* **What the task requires**
Find the line containing "Each instance receives a single keypoint. Tag the brick" in the material below; copy that line and all following lines exactly.
** Begin Supplied data **
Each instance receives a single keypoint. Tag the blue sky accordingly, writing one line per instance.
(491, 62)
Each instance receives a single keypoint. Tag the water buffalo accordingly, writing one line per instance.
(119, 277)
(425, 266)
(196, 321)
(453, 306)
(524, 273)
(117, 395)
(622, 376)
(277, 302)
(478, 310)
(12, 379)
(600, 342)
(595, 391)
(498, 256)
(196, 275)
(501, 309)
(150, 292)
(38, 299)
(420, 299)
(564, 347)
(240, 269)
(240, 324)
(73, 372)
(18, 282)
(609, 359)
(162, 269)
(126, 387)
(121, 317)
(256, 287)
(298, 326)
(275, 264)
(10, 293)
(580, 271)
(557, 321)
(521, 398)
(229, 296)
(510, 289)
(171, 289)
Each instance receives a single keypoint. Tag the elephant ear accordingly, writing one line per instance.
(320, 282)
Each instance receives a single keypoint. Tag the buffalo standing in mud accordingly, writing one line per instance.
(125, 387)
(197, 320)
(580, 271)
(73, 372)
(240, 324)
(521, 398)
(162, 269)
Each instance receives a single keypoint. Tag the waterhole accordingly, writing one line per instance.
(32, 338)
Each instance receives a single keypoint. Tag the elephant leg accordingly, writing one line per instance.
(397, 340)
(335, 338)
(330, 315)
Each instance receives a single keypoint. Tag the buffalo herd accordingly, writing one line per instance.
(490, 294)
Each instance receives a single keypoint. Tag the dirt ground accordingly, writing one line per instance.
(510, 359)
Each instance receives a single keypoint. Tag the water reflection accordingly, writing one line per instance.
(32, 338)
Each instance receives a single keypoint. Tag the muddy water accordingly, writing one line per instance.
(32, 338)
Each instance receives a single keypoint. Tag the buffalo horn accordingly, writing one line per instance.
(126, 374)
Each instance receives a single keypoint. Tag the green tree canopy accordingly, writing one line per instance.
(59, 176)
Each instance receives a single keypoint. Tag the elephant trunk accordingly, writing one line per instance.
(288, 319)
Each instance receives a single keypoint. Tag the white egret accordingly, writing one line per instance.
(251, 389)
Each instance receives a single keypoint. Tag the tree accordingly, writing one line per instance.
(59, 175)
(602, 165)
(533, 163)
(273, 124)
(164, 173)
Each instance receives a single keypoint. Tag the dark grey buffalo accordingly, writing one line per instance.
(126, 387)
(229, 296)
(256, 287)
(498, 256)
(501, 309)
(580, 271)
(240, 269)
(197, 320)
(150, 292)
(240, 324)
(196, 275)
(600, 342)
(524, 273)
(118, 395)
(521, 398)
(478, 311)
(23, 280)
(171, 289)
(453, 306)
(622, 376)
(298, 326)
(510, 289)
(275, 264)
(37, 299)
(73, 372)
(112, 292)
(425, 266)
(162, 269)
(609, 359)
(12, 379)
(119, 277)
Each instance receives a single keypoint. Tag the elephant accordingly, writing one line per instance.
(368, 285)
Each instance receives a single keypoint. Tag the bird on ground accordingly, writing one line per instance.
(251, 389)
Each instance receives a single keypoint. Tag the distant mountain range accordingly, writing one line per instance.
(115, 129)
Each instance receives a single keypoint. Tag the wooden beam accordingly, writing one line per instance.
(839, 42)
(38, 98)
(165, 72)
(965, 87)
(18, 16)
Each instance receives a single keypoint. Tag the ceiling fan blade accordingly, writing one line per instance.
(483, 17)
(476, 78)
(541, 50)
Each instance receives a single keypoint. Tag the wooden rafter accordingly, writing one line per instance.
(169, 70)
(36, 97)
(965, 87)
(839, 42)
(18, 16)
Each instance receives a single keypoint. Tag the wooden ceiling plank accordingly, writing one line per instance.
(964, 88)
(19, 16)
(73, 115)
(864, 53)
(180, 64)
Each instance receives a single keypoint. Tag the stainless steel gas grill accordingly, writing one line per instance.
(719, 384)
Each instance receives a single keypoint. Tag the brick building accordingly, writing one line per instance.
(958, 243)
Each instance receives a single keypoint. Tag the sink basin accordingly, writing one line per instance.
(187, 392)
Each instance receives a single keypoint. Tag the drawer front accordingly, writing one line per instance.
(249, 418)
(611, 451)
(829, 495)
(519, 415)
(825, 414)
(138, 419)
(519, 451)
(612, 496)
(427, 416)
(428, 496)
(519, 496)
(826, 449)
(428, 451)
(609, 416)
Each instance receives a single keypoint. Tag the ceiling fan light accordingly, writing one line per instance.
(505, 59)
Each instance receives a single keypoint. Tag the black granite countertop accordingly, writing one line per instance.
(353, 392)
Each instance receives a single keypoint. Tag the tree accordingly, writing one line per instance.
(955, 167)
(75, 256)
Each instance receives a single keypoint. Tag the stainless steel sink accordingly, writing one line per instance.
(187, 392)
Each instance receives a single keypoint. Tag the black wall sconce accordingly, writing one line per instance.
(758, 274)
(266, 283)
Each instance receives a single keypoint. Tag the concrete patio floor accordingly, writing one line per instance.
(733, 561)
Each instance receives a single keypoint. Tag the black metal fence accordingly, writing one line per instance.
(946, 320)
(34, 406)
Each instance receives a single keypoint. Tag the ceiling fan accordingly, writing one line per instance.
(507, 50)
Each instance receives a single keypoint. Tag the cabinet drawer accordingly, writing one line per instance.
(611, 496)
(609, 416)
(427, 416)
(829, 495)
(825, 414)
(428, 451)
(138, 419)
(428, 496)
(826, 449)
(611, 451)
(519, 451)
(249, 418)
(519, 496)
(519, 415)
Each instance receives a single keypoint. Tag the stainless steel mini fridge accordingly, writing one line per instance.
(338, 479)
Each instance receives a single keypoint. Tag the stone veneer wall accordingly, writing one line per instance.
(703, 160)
** End Supplied data **
* **Result**
Each instance receives a single keypoint. Tag the brick building accordingly, writing one line per instance.
(958, 243)
Each instance receives a single keypoint. Tag the sink basin accordingly, writing one line per instance.
(187, 392)
Each instance receives a single keypoint. Tag the drawer front accordingly, writing one line per instance.
(249, 418)
(611, 451)
(829, 495)
(519, 415)
(825, 414)
(138, 419)
(519, 451)
(612, 496)
(427, 416)
(428, 496)
(519, 496)
(826, 449)
(428, 451)
(609, 416)
Each instance receives a single keypoint. Tag the ceiling fan light accordingly, writing one line per instance.
(505, 59)
Each instance receives a single keypoint. Tag the black granite countertop accordingly, writing one line per instance.
(353, 392)
Each instance receives a single keypoint. Tag the tree accordingly, writing one line per instance.
(955, 167)
(75, 256)
Each instance receives a single keypoint. Tag the stainless steel sink accordingly, writing one line per instance.
(187, 392)
Each instance receives a single keypoint. Tag the black wall sconce accordingly, writing one line per instance.
(758, 274)
(266, 283)
Each instance receives a single keypoint. Tag the concrete patio floor accordingly, writing one line per instance.
(733, 561)
Each instance receives a single keypoint. Tag the black metal fence accordingly, writing one line per instance.
(946, 320)
(34, 406)
Each instance receives a single keypoint. Tag the ceiling fan accordingly, writing one line per instance.
(507, 50)
Each instance receives a single keypoint. Tag the cabinet drawer accordingly, writing one line per instance.
(611, 496)
(609, 416)
(427, 416)
(829, 495)
(825, 414)
(428, 451)
(138, 419)
(428, 496)
(826, 449)
(611, 451)
(519, 451)
(249, 418)
(519, 496)
(519, 415)
Each instance receives a single keypoint. Tag the stainless steel mini fridge accordingly, writing one line per instance.
(338, 479)
Each instance receives a single keypoint. Tag the stone veneer wall accordingly, writing one line per instance.
(703, 160)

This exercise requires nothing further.